After locating the line containing "# a mask with", transcribe that line and all following lines exactly, stopping only at the end of the records.

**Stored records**
---------------

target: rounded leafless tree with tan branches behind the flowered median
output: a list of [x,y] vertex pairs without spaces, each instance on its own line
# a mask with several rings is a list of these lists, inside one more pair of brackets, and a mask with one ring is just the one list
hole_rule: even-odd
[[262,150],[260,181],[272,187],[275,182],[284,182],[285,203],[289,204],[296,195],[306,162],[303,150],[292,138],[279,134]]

---------------

**Solved problem**
# a mask with several rings is a list of these lists, inside one more pair of brackets, and a mask with one ring is just the one list
hole_rule: even-odd
[[262,150],[260,181],[272,187],[275,182],[284,182],[285,203],[289,204],[296,195],[306,162],[303,150],[292,138],[279,134]]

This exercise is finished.